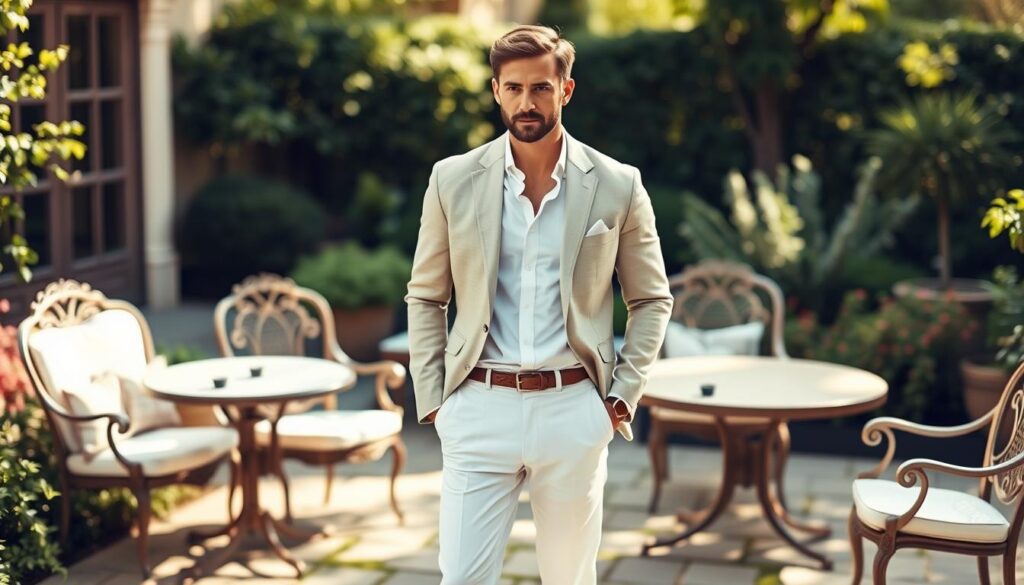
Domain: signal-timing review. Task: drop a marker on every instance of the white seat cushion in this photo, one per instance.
(945, 513)
(161, 452)
(331, 430)
(72, 357)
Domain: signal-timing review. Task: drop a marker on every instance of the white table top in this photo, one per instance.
(283, 378)
(784, 388)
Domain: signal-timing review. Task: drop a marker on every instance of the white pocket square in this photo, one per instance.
(597, 227)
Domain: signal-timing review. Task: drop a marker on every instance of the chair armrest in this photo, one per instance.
(909, 468)
(884, 427)
(390, 375)
(914, 470)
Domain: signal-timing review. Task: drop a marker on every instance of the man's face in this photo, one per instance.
(530, 96)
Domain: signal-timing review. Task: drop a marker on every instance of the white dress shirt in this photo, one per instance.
(527, 329)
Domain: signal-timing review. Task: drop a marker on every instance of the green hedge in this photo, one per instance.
(237, 225)
(332, 97)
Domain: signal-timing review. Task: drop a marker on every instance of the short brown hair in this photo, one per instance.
(531, 41)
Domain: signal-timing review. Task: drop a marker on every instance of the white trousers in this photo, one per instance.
(494, 441)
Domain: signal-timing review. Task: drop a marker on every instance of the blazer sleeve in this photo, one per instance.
(427, 299)
(640, 270)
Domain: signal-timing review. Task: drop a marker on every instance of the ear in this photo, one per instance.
(568, 86)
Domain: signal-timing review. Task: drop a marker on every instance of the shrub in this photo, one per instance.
(351, 277)
(336, 92)
(911, 343)
(238, 225)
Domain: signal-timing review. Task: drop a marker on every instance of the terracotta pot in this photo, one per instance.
(983, 384)
(360, 331)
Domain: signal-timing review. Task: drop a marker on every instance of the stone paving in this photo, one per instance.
(369, 547)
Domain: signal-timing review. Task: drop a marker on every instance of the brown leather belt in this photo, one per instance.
(528, 381)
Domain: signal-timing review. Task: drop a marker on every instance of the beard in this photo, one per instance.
(529, 132)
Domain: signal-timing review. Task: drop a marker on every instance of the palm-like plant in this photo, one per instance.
(942, 145)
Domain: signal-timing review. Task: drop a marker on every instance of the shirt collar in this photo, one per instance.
(557, 173)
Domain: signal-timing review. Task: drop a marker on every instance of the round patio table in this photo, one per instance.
(776, 389)
(281, 379)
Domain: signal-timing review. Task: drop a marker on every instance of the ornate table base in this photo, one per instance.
(747, 458)
(254, 528)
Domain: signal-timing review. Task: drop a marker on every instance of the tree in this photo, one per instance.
(24, 76)
(760, 45)
(945, 147)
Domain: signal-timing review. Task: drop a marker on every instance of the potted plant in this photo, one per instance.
(943, 145)
(986, 374)
(363, 287)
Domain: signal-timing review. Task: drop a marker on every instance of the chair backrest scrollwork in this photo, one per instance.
(64, 304)
(269, 315)
(1006, 441)
(719, 293)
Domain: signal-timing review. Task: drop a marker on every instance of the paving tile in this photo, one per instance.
(707, 546)
(804, 576)
(342, 576)
(643, 571)
(424, 561)
(521, 563)
(402, 578)
(706, 574)
(81, 578)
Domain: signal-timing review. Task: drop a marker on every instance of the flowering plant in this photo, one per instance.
(908, 341)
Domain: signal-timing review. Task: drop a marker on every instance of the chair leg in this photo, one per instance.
(656, 449)
(857, 545)
(330, 484)
(1010, 565)
(142, 528)
(886, 551)
(983, 577)
(397, 462)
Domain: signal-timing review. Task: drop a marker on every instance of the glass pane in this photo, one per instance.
(37, 225)
(114, 216)
(82, 221)
(35, 35)
(78, 56)
(110, 51)
(31, 114)
(82, 112)
(110, 134)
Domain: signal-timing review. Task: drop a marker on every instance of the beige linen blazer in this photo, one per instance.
(458, 247)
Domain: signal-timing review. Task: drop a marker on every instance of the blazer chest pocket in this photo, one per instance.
(600, 240)
(455, 344)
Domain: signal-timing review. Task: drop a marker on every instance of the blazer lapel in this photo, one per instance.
(487, 185)
(581, 186)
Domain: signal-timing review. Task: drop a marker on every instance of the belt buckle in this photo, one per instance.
(520, 375)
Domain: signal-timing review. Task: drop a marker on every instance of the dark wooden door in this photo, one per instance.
(89, 227)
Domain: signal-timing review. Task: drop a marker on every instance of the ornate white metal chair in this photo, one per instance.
(81, 349)
(713, 295)
(269, 315)
(903, 514)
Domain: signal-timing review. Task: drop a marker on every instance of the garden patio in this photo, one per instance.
(842, 178)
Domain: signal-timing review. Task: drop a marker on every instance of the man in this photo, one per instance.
(528, 230)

[What is needed] Output an exact copy of the lines beginning at the one that holds "pane in this photo, one per instance." and running through the final line of the records.

[Solved exercise]
Domain: signal-timing review. Task: drop a marker on every instance of the glass pane in this photo, one per instance.
(37, 225)
(114, 216)
(82, 221)
(35, 35)
(78, 56)
(110, 51)
(31, 114)
(82, 112)
(110, 134)
Domain: signal-timing review. Task: drop a marker on every instance of the beige linen blazer in this photo, one per instance.
(458, 247)
Domain: signal-timing review. Task: drop a marker on every instance of the blazer chest pocket in this photo, one per instance.
(600, 240)
(455, 344)
Domain: signal-timing review. Task: drop a marker on every instance of the blazer lapel in this photo, one per instance.
(487, 185)
(581, 186)
Domain: signal-timing review. Task: drop a marker on every instance of the belt buckle in this photo, one per instance.
(520, 375)
Domain: signal-timing review. Task: drop a marker on every instance of the dark wooden door in this photo, one per instance.
(89, 227)
Domain: signal-timing review. Task: drop a marker on every instance of the ornate white metal chair in this photo, one per instance.
(81, 349)
(713, 295)
(269, 315)
(903, 514)
Domain: signal-timing review. Task: drop a marker on every instance of the garden patio in this photo, one per instance.
(842, 178)
Domain: signal-timing review. Task: drop a marker on every instance of the man in this photo, one per instance.
(528, 230)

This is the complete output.